* Work to complete *
Quote the listing below verbatim, reproducing every line without changes.

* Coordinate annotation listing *
☆ ☆ ☆ ☆ ☆

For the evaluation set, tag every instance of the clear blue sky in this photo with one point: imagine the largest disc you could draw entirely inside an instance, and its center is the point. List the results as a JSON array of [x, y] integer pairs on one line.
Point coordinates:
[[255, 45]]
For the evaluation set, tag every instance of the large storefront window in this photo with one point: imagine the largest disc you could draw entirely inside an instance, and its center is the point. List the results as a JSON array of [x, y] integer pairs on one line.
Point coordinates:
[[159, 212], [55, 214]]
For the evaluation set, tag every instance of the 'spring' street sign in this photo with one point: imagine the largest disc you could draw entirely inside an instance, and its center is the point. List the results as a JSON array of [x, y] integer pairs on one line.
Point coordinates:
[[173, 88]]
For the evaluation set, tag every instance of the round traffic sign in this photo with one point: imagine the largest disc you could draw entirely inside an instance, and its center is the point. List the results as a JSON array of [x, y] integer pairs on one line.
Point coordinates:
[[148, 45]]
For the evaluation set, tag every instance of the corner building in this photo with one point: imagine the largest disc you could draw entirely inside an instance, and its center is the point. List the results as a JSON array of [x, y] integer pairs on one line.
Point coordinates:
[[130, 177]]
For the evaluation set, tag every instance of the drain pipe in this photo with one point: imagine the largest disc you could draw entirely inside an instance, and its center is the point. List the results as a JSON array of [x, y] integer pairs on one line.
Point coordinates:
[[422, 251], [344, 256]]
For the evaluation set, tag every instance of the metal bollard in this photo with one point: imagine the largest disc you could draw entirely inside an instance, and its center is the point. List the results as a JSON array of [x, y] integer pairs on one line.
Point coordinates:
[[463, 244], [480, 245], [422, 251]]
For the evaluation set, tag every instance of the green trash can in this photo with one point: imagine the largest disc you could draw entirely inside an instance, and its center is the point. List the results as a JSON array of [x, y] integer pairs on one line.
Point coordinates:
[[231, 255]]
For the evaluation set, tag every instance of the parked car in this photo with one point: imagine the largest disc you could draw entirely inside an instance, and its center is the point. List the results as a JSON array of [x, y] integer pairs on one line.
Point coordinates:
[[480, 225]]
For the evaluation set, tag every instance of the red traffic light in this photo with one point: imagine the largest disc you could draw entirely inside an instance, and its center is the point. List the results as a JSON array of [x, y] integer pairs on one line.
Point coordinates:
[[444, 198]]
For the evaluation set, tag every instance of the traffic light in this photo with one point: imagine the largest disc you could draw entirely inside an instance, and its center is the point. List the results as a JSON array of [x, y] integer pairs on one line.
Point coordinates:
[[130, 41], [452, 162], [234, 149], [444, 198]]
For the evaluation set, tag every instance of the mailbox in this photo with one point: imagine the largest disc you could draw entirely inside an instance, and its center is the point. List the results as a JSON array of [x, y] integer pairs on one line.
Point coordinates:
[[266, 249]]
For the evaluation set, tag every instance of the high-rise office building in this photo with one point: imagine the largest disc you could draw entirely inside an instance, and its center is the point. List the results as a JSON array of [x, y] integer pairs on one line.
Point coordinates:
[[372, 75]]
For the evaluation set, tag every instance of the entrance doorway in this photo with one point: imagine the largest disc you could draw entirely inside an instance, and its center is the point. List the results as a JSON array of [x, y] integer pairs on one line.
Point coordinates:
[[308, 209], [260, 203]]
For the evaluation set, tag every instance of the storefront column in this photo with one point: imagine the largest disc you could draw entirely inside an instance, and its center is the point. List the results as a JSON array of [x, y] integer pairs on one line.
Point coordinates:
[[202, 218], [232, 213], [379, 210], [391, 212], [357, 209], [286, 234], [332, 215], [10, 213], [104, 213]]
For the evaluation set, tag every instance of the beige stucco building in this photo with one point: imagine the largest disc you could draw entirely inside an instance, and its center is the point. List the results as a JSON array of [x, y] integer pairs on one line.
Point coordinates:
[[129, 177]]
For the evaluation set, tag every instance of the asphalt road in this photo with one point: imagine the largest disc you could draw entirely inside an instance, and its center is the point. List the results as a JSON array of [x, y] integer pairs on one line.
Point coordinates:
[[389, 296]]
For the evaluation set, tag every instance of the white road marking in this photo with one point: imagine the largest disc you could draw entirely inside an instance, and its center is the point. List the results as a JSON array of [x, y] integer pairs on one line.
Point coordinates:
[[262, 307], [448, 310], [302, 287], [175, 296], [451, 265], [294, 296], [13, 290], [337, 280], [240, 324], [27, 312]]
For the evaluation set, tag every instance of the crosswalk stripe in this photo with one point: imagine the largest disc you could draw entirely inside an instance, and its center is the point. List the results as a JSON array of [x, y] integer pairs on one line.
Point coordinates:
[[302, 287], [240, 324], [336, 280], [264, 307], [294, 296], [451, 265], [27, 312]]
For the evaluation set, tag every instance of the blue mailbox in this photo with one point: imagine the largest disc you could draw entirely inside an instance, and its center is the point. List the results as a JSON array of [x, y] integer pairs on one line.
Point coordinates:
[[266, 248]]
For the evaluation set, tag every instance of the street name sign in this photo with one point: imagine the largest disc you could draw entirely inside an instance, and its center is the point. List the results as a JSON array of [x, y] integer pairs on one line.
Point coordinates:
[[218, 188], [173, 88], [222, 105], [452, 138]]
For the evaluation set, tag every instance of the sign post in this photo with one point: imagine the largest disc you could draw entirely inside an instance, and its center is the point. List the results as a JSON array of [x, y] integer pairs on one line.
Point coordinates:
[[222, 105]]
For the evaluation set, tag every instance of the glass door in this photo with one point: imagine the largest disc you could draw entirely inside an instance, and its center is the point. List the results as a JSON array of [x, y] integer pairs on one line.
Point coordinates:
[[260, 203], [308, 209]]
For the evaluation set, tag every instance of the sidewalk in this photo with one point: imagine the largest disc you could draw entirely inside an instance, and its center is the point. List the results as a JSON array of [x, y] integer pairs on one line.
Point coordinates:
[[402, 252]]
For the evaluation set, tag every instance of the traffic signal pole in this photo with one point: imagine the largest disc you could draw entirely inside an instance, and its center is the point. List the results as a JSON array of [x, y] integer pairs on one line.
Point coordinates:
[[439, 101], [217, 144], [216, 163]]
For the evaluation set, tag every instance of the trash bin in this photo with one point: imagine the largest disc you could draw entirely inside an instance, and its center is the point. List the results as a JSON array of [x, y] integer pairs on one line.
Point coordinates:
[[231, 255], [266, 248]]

☆ ☆ ☆ ☆ ☆

* Solved exercise *
For the evaluation set, tag every instance of the clear blue sky in this photo with one point: imagine the largest disc you could draw entirely inside an instance, and its center is the point. List the results as a JSON array of [x, y] integer pairs on one line.
Point coordinates:
[[255, 45]]
For the evaluation set, tag every instance of the large storefront window in this photo with one point: imagine the largest disc you could draw entirely inside an instance, and its center is the point. List the results as a JSON array of [x, y] integer pairs on one line.
Point coordinates:
[[159, 212], [55, 214]]
For the evaluation set, tag every instance of the 'spring' street sign in this photo with one point: imagine the largest disc you could draw entirely inside an instance, and its center is the point. List the results as a JSON array of [x, y] integer pairs on one line.
Point coordinates:
[[173, 88]]
For the evaluation set, tag every instance of the round traffic sign in this photo with one point: imagine the largest disc you could draw entirely inside an instance, and its center is the point. List the results as a JSON array of [x, y] integer pairs on one line.
Point coordinates:
[[148, 45]]
For the evaluation set, tag every instance of the corner building in this photo with one point: imagine the largest disc you could draw entirely inside an instance, and its center is the point. List the results as a JSON array of [x, y] integer pairs on one line.
Point coordinates:
[[130, 177]]
For the evaluation set, tag every instance of the drain pipe in this photo with one point: imagine the largest disc you could draw entirely inside an instance, and its center is the point. List the results as a JSON array of [x, y] integer pairs on one line.
Point coordinates:
[[422, 251], [344, 256]]
For the evaluation set, tag every instance of the metal bollard in this photo with one point: imagine the largest disc you could draw entirely inside an instance, and its center is the point. List the results as a JSON array of [x, y] integer pairs on one line.
Point coordinates:
[[463, 244], [480, 245], [422, 251]]
For the evaluation set, tag every instance of the green trash can in this photo with one point: imagine the largest disc you could draw entirely inside an instance, and its center is the point. List the results as a JSON array of [x, y] integer pairs on one line.
Point coordinates:
[[231, 255]]
For the evaluation set, tag every instance of the parked car in this photo with one point: imagine the largest disc you could draw entirely inside an instance, and its center is the point. List the results as a JSON array of [x, y] integer pairs on one line.
Point coordinates:
[[480, 225]]
For the evaluation set, tag every instance of the red traffic light in this photo with one point: imagine the largest disc you could draw entirely inside an instance, and its center is the point. List the results as a JSON array of [x, y] integer pairs on one line.
Point coordinates:
[[444, 198]]
For the evaluation set, tag every instance of the traffic light in this photo with one point: imagine the largest disc you could draw entirely inside an instance, and its center is the point. List the results as a JSON array of [x, y] integer pairs on one line.
Point coordinates:
[[130, 41], [452, 162], [234, 149], [444, 198]]
For the evaluation set, tag every instance of the mailbox in this photo with one point: imagine the largest disc you could draw entirely inside an instance, and its center is the point. List the results as a JSON array of [x, y] integer pairs on one line.
Point coordinates:
[[266, 249]]
For the evaluation set, tag every instance of the high-rise office building in this photo with one point: imagine the largest disc you could draw entirely inside an instance, and its center is the point. List the results as a JSON array of [x, y] integer pairs on one line.
Point coordinates:
[[372, 75]]
For the evaluation set, tag every instance of the entrance doorway in this photo with one point: imagine the largest disc you could draw entirely inside an instance, and its center is the point. List the results as a JSON array of [x, y] integer pairs on one line.
Point coordinates:
[[308, 209], [260, 203]]
For the evaluation set, tag every instance of the storefront column in this photo with one point: imagine the largest disc you could draw entirely inside an instance, and its center is the point. List the results as a JSON array of [x, y] integer pairs on one line.
Point coordinates:
[[202, 218], [232, 213], [379, 210], [391, 212], [357, 209], [286, 234], [332, 215], [10, 213], [104, 213]]
For the evaluation set, tag every instance of the beige stucco building in this photo with one point: imagine the largest disc you could draw entirely inside an instance, and its center is the point. List the results as a JSON array of [x, y] integer pairs on one line.
Point coordinates:
[[129, 177]]
For the evaluation set, tag every instance of the asphalt road in this photo with one point: imagine the largest disc you could draw entirely inside an instance, and its center is the point. List the results as a JSON array of [x, y] integer pairs on one line.
Point coordinates:
[[389, 296]]
For the evaluation set, tag every instance of the white road marking in this photo with one point: imagine the largest disc you could draw entirely inside an instance, and its center is the point. List the results as a JSON array of [x, y] integer pairs on one line.
Point coordinates:
[[262, 307], [448, 310], [302, 287], [175, 296], [451, 265], [294, 296], [13, 290], [337, 280], [240, 324], [27, 312]]
For the evaluation set, tag every instance of the crosswalk stripe in this photo with one point: imagine the largest disc you could draw entirely inside an instance, and its center is the point. List the results as a JSON array of [x, y] integer pairs on one line.
Point coordinates:
[[302, 287], [240, 324], [336, 280], [264, 307], [294, 296], [451, 265], [27, 312]]
For the evaluation set, tag every instance of the blue mailbox in this photo with one point: imagine the largest disc you could draw entirely inside an instance, and its center is the point. List the results as a JSON array of [x, y] integer pairs on one line.
Point coordinates:
[[266, 248]]
For the evaluation set, tag every instance of the street name sign in this photo with one point: imagine the largest disc you could draw entirely inside an instance, and its center is the point. List the results as a JSON array of [x, y] integer pairs on one line.
Point coordinates:
[[218, 188], [173, 88], [222, 105], [452, 138]]
For the evaluation set, tag every instance of the sign post in this photo with one point: imagine the largest disc you could draw entirely inside an instance, and its center is the point. List the results as a JSON array of [x, y] integer pairs on one line.
Point coordinates:
[[222, 105]]
For the evaluation set, tag every instance of the glass door in this photo with one point: imagine the largest disc you could draw entirely inside an instance, and its center is the point. List the results as a JSON array of [x, y] integer pairs on one line.
Point coordinates:
[[260, 203], [308, 209]]
For the evaluation set, tag every instance of the sidewalk in this photo with one point: imagine the largest disc you could draw entirely inside an instance, and its center is the point. List the results as a JSON array of [x, y] integer pairs on one line.
Point coordinates:
[[402, 252]]
For the evaluation set, tag every instance of the traffic signal pole in this photo with one point: imagine the largest disc you could draw entirely inside an instance, and its center is the point. List the results as a JSON array of [x, y] integer pairs on one line.
Point coordinates:
[[439, 101], [217, 144], [216, 163]]
For the evaluation set, tag every instance of the trash bin in this photo with one point: imagine the largest disc you could draw entirely inside an instance, and its center is the point. List the results as a JSON array of [x, y] integer pairs on one line.
Point coordinates:
[[231, 255], [266, 248]]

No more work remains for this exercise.